**YOUR GOAL**
Exactly the lines from the one containing "My project requires locating the gauge" to the final line below should be output, and no others.

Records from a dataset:
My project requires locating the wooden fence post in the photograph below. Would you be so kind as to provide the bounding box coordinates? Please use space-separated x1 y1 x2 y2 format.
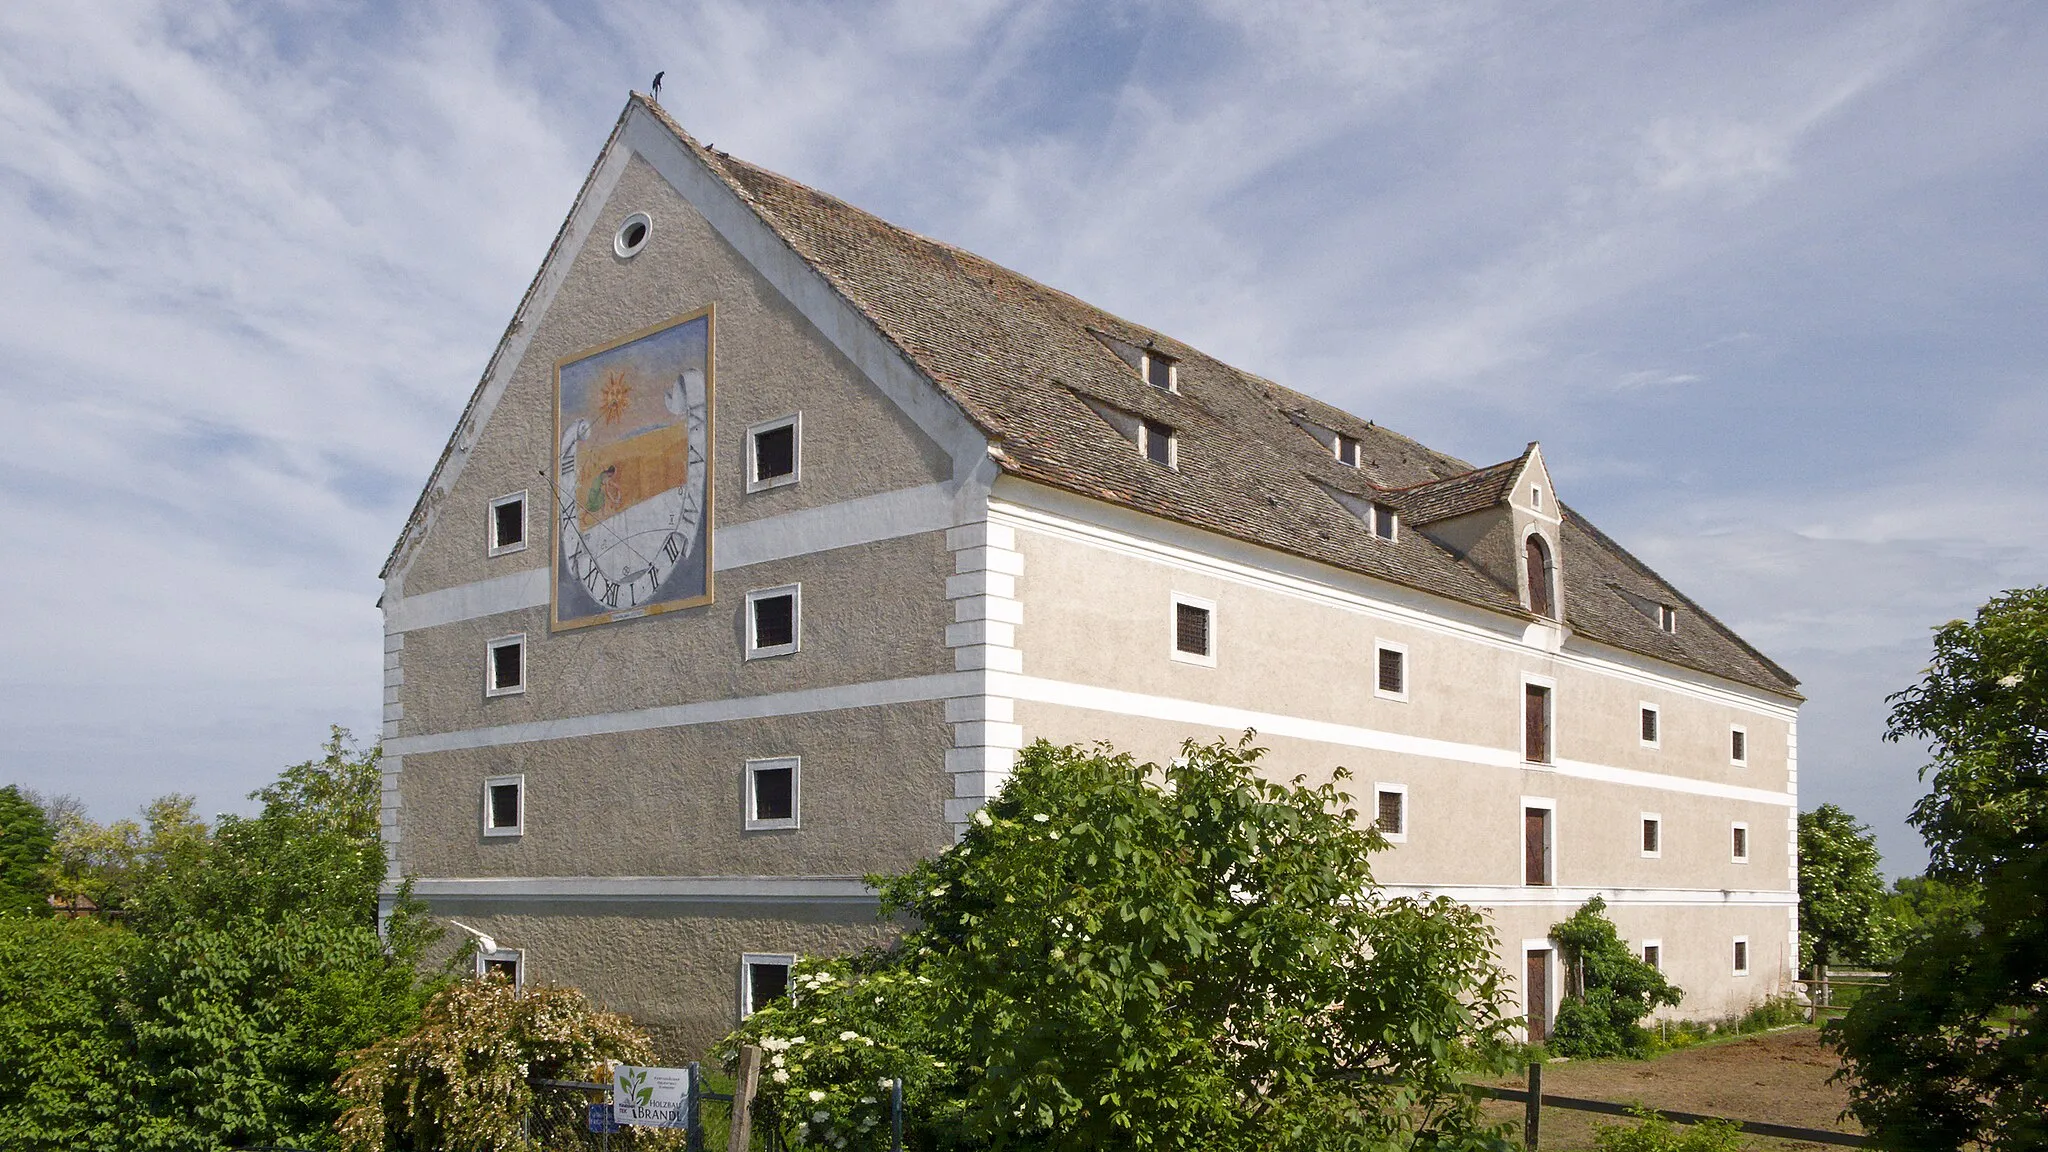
728 1045 761 1152
1525 1062 1542 1151
686 1061 703 1152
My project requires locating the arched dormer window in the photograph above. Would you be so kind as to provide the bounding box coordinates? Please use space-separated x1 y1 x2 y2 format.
1525 533 1556 619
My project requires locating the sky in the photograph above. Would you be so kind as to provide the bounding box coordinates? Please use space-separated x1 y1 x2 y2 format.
3 0 2044 875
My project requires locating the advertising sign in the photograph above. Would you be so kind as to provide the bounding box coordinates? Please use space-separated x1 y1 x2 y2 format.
612 1065 692 1128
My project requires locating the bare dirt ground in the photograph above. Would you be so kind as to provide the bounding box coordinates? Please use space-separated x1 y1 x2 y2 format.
1478 1027 1863 1150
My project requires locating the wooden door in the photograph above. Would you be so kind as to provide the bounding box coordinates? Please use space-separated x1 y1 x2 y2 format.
1524 685 1550 763
1524 806 1550 885
1526 950 1551 1044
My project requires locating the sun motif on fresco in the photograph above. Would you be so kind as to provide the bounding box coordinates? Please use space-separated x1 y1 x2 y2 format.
598 372 633 424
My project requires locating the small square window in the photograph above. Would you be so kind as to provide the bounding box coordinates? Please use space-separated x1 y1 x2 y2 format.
477 948 524 988
1143 351 1176 392
1640 704 1660 747
486 635 526 696
1141 418 1176 467
489 492 528 555
746 586 800 658
1375 642 1407 700
1730 726 1748 766
1335 435 1361 467
1375 784 1407 841
1371 503 1398 541
483 774 524 837
1641 815 1661 857
1170 595 1215 665
1732 937 1750 976
1731 822 1749 862
1642 942 1661 971
745 757 800 830
748 415 801 492
741 953 796 1017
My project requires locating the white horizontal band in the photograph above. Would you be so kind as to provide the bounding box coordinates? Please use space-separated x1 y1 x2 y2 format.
385 481 962 633
1381 884 1796 908
392 875 1787 909
990 673 1797 807
382 672 974 756
400 874 878 903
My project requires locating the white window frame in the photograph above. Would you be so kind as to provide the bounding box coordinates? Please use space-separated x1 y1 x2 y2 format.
744 757 801 831
485 633 527 697
1169 593 1217 667
1521 673 1557 767
1732 935 1751 977
1530 484 1544 511
745 584 801 659
1139 419 1178 469
1639 702 1661 749
1521 794 1557 886
482 774 525 837
1640 939 1663 971
740 952 798 1019
1140 350 1177 393
745 413 802 493
1731 820 1751 863
488 490 529 556
1373 639 1409 701
1730 724 1749 767
1371 503 1399 542
1373 782 1409 843
1640 812 1662 859
476 946 525 989
613 210 653 258
1658 604 1679 633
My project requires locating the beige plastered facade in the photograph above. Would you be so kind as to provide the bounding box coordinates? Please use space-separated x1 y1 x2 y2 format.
382 105 1801 1057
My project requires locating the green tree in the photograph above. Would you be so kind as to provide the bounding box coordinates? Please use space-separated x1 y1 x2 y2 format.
0 917 154 1151
44 793 209 913
1797 803 1887 970
1548 897 1683 1058
0 785 55 916
723 736 1522 1151
1869 874 1980 960
1828 587 2048 1151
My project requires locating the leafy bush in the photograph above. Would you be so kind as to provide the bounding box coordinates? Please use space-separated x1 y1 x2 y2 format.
722 735 1523 1150
0 785 55 917
0 917 145 1150
1591 1109 1745 1152
1548 898 1682 1058
336 977 667 1152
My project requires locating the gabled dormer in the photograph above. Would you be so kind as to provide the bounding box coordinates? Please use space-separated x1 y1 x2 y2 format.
1089 329 1178 393
1393 443 1564 621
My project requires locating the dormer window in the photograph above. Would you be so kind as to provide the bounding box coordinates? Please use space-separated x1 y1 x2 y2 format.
1657 604 1677 633
1525 534 1556 619
1372 503 1397 541
1335 435 1361 467
1141 419 1176 467
1142 351 1177 393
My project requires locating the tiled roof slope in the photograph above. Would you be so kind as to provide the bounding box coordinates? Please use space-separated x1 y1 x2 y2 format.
1385 449 1532 526
656 99 1797 698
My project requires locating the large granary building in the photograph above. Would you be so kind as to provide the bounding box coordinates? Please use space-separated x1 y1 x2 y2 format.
378 93 1802 1055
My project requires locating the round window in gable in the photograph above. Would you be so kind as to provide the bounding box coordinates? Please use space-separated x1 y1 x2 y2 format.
614 212 653 258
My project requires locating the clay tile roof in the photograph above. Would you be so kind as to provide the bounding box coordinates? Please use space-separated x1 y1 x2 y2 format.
1384 447 1532 525
524 98 1800 697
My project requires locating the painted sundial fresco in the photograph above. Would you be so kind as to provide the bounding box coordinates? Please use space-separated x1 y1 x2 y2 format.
552 307 713 630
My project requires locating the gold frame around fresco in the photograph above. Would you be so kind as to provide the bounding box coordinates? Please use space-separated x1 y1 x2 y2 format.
549 304 716 632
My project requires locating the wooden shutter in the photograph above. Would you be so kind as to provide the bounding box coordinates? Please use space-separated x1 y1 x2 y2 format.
1524 685 1550 763
1526 950 1550 1043
1526 535 1553 618
1525 807 1549 886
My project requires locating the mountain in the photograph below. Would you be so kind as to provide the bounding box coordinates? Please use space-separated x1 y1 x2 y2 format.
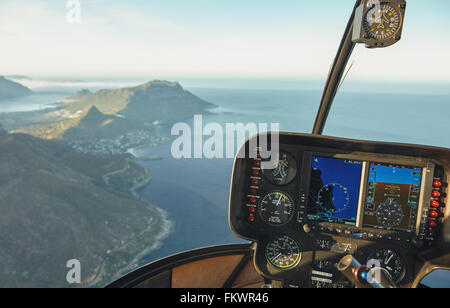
0 129 168 287
61 89 92 103
13 106 154 142
63 105 154 142
64 80 216 123
0 76 32 100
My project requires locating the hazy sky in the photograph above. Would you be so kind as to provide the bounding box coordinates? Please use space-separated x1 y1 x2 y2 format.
1 0 450 82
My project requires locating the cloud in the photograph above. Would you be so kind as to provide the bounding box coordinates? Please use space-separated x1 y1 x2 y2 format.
0 0 449 82
0 1 336 78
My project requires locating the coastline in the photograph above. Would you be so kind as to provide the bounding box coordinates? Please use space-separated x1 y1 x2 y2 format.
110 207 174 283
88 153 175 287
129 162 152 198
113 156 176 279
129 161 176 259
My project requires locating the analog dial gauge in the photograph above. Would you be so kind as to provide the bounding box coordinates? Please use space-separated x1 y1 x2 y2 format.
262 151 297 185
266 236 302 270
367 249 406 283
364 2 402 41
258 191 294 226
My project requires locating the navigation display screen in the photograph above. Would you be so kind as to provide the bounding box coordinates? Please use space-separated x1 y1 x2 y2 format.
363 163 423 233
308 156 363 225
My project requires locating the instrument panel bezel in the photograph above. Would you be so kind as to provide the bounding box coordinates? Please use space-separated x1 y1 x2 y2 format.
229 134 439 242
228 132 449 287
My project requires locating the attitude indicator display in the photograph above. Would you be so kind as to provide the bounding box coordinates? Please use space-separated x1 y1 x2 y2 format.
363 163 422 232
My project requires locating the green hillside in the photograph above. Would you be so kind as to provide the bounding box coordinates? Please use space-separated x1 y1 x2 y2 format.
0 127 168 287
64 80 216 123
13 106 154 142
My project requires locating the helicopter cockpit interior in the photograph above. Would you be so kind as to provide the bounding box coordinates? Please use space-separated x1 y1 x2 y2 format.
108 0 450 289
227 132 449 288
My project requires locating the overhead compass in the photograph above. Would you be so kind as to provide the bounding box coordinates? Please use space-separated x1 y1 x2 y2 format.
364 2 402 41
353 0 406 48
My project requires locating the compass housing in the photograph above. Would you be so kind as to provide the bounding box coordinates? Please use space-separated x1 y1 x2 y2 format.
352 0 407 48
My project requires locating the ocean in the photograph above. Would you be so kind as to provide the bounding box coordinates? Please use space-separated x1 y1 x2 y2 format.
1 80 449 287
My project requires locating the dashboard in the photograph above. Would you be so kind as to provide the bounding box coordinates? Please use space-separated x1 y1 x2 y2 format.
229 132 449 288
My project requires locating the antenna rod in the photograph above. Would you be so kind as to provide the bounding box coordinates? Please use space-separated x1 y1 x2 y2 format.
312 0 362 135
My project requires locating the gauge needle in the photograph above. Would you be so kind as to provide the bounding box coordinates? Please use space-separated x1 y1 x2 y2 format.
382 10 390 24
272 253 282 263
377 11 385 28
384 254 394 265
276 196 283 207
378 10 389 29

**ANSWER BOX**
My project requires locating the gauge needle in the photograph above. Would you be so kind as to provide the bounding box coordinates? Please use space-separated x1 y1 x2 y2 format.
382 10 390 24
272 253 282 263
377 11 385 28
384 254 394 265
276 196 283 207
378 10 389 29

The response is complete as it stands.